## THE TASK
Put the lines of the material below into a JSON list of strings, one string per line with blank lines left out, starting with the line that contains "of the brown" and continuing through the line that contains "column 124, row 159". Include only those lines.

## GIVEN RECORDS

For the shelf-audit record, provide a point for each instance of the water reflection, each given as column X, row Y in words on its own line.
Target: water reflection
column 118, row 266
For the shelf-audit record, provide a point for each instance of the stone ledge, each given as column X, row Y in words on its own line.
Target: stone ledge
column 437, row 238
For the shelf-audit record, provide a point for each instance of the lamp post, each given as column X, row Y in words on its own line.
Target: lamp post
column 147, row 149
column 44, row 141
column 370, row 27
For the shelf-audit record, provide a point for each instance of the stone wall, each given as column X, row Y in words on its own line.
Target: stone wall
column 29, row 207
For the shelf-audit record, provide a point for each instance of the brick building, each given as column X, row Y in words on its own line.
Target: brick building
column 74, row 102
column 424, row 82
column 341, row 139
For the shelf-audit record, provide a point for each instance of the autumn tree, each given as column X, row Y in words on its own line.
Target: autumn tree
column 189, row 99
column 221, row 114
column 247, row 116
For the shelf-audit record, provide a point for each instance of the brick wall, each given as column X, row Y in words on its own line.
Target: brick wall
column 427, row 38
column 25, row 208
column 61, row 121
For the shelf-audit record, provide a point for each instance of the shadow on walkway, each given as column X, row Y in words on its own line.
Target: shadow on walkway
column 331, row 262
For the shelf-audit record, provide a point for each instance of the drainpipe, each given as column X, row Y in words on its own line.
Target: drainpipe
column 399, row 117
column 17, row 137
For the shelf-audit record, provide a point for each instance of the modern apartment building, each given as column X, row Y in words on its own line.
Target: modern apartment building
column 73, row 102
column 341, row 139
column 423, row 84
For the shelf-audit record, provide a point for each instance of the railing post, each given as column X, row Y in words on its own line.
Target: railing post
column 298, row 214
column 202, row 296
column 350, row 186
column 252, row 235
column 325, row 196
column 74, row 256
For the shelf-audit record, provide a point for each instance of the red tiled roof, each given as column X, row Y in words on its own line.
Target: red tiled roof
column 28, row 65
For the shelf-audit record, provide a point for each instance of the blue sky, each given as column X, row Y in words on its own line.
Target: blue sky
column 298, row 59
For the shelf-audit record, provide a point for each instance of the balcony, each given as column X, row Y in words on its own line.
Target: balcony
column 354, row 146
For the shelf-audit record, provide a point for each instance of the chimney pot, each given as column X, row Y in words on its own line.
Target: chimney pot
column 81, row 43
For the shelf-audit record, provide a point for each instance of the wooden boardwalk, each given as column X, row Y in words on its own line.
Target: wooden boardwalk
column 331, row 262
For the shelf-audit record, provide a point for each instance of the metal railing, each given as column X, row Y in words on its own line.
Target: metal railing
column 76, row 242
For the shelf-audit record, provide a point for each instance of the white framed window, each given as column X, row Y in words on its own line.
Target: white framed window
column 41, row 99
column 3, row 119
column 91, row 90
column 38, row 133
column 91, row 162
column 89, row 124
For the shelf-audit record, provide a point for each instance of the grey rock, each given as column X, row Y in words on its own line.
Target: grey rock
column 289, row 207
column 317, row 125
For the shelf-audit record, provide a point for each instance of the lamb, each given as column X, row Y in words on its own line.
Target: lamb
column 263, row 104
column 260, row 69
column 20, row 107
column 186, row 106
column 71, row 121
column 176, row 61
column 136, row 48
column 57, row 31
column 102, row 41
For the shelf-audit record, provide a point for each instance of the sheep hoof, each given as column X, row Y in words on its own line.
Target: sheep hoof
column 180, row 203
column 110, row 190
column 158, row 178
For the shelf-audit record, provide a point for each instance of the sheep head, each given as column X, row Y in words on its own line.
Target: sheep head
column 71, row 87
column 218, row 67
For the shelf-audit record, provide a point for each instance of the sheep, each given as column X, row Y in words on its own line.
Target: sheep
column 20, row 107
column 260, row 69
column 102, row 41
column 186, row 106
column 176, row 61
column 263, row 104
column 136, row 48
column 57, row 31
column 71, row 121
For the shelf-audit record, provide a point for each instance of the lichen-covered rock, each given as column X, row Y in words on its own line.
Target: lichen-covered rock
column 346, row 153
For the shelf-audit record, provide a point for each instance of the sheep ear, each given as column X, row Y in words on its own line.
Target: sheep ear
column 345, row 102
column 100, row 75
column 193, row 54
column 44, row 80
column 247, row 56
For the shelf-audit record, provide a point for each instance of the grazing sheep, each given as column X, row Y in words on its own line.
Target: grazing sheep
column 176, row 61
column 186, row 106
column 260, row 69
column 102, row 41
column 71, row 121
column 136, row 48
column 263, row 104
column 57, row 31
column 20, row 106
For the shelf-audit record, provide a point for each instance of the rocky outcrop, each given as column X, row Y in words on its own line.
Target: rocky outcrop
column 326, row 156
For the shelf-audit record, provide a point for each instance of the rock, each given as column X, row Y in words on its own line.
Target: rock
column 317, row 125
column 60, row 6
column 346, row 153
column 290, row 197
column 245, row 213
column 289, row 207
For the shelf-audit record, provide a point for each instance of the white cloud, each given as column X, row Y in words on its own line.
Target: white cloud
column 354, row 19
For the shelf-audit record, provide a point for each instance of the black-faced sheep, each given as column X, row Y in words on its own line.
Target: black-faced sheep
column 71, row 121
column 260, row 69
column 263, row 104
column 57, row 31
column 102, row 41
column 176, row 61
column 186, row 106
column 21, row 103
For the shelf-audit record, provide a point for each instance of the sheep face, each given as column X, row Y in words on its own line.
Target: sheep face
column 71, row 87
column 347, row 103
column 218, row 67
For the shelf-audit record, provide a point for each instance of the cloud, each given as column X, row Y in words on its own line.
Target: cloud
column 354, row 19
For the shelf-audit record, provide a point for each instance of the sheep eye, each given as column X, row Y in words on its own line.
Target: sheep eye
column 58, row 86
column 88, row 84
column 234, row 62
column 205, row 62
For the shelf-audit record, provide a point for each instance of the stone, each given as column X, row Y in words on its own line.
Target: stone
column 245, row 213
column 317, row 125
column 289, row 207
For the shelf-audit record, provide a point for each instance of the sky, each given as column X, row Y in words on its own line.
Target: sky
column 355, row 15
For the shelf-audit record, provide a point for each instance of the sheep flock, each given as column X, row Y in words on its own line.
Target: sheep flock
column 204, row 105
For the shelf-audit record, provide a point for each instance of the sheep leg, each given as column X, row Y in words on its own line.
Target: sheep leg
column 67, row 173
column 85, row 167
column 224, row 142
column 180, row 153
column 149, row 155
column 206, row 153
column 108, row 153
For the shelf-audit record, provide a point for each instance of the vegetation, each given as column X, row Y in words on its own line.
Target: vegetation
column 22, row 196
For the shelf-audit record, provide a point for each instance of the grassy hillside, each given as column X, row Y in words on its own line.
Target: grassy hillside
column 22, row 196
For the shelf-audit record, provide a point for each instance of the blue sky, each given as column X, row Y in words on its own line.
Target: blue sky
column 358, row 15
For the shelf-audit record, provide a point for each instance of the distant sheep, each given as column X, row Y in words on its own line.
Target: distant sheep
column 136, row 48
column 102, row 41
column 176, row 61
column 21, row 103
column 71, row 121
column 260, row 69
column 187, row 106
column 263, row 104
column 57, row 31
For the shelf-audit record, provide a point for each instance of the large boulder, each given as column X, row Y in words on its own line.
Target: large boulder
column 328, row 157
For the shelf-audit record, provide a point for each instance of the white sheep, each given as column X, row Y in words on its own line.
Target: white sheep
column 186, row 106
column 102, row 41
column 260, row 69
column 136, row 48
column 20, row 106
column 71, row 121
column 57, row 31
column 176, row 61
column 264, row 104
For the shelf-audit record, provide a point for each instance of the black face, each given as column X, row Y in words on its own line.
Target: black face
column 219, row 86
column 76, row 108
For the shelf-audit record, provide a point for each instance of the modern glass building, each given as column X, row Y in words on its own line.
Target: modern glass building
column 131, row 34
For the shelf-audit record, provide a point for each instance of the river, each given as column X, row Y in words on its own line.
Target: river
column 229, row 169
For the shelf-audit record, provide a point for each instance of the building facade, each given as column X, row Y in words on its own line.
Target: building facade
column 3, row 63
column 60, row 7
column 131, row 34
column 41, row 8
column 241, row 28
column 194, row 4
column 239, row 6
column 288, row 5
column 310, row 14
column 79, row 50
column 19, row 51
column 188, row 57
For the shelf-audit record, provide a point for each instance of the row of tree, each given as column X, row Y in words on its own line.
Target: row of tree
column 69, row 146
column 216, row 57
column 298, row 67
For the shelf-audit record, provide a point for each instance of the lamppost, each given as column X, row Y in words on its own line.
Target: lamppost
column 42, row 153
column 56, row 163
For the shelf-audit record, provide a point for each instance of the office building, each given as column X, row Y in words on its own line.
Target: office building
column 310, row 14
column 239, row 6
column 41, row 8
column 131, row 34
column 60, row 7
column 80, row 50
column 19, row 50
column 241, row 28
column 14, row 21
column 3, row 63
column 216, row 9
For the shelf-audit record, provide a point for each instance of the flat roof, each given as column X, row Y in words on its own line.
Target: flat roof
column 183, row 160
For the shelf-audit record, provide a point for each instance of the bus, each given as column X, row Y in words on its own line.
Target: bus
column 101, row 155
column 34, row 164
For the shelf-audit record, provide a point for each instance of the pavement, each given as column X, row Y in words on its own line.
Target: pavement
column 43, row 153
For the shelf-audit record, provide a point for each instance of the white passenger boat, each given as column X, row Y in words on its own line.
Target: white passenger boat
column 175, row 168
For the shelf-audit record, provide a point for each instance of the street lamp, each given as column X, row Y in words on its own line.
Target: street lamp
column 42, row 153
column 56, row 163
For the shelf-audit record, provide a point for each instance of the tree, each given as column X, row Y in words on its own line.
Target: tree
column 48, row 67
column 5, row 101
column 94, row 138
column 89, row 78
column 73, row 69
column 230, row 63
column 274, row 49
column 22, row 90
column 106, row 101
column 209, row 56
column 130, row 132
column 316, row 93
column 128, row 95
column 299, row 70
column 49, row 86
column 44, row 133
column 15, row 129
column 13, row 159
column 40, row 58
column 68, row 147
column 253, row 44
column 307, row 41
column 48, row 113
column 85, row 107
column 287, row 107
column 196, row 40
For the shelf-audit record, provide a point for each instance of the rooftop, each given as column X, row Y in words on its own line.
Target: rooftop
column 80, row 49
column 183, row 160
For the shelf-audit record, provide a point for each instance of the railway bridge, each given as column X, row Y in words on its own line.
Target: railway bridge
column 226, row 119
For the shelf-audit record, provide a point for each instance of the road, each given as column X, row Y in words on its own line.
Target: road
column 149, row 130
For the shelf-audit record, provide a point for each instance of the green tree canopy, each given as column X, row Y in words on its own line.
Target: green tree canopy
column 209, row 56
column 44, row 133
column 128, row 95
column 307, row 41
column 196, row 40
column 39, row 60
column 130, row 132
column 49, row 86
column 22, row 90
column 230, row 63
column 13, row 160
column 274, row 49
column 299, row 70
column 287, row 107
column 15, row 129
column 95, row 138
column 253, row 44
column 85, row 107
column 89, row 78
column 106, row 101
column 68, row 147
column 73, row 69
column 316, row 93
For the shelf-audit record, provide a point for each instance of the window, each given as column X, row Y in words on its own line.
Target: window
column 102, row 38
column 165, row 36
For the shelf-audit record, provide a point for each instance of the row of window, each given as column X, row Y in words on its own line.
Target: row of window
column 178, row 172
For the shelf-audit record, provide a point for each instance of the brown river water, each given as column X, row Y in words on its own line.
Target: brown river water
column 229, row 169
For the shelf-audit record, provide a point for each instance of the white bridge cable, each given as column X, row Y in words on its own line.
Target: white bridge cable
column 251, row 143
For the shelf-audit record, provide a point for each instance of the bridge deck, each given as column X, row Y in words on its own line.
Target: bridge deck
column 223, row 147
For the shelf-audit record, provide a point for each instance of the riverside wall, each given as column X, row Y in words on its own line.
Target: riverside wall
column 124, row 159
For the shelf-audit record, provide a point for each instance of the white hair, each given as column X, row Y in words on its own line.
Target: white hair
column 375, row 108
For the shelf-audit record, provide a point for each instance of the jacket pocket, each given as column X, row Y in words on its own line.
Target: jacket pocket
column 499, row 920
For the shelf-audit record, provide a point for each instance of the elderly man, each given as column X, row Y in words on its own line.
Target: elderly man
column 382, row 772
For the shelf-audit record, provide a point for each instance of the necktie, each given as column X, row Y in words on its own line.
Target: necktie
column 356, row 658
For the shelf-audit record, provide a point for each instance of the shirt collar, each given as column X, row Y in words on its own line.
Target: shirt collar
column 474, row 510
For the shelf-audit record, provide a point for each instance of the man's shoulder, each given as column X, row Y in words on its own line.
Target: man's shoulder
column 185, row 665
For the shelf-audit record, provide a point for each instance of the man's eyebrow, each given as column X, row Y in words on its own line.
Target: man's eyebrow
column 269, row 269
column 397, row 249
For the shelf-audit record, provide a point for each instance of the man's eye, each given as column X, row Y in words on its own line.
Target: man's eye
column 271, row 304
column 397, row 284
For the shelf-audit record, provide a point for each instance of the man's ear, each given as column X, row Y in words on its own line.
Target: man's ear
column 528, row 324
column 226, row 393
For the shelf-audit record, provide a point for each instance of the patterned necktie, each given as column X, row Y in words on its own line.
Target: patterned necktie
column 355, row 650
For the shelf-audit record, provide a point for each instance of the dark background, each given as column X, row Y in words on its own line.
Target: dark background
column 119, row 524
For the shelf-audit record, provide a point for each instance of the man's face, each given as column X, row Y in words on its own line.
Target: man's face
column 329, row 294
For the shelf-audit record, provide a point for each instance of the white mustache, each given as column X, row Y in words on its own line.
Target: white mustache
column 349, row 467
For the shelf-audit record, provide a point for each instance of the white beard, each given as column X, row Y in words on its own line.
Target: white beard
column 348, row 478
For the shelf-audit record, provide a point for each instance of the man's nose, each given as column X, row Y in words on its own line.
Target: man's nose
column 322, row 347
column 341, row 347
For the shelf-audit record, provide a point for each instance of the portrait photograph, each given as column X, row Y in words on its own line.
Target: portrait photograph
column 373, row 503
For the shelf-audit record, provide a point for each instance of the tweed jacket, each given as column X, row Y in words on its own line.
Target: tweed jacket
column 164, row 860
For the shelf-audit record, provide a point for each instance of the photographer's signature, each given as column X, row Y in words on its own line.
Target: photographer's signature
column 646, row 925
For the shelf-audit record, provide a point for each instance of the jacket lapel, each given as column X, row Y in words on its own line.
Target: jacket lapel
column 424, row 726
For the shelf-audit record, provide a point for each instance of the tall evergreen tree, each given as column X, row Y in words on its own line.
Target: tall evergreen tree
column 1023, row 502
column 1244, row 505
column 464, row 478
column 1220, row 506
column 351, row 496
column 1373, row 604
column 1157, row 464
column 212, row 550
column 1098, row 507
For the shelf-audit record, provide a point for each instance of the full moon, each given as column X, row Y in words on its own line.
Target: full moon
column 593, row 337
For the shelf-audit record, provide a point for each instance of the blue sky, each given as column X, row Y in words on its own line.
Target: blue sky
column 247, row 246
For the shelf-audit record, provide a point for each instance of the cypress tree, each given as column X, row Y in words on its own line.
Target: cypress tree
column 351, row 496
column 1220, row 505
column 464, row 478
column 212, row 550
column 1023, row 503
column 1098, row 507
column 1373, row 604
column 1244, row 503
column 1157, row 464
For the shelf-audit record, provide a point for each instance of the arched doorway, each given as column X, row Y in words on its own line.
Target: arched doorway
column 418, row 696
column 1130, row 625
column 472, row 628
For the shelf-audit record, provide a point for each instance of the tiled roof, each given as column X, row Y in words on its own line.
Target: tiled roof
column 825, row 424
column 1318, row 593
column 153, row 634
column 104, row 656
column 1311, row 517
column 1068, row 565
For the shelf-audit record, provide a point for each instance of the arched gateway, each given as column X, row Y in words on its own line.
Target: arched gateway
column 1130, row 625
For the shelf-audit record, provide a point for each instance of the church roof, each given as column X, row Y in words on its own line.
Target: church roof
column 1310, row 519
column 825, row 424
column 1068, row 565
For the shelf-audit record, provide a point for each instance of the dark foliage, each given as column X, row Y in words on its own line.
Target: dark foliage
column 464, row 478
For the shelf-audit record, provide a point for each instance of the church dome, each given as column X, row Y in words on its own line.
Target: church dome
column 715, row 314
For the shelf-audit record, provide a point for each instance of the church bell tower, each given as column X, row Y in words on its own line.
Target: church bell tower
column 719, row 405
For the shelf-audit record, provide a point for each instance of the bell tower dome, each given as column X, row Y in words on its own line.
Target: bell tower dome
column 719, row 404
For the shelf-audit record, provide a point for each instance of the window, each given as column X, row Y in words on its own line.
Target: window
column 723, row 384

## EXERCISE RESULT
[
  "For the shelf-audit record, provide a point for each instance of the brown river water, each given as column X, row Y in words on its own line.",
  "Target: brown river water",
  "column 229, row 169",
  "For the shelf-audit record, provide a point for each instance of the white bridge cable, each given as column X, row Y in words on its own line.",
  "Target: white bridge cable",
  "column 251, row 143",
  "For the shelf-audit record, provide a point for each instance of the bridge deck, each given as column X, row Y in words on its own line.",
  "Target: bridge deck",
  "column 223, row 147",
  "For the shelf-audit record, provide a point for each instance of the riverside wall, each given as column X, row Y in words on its own line.",
  "Target: riverside wall",
  "column 124, row 159"
]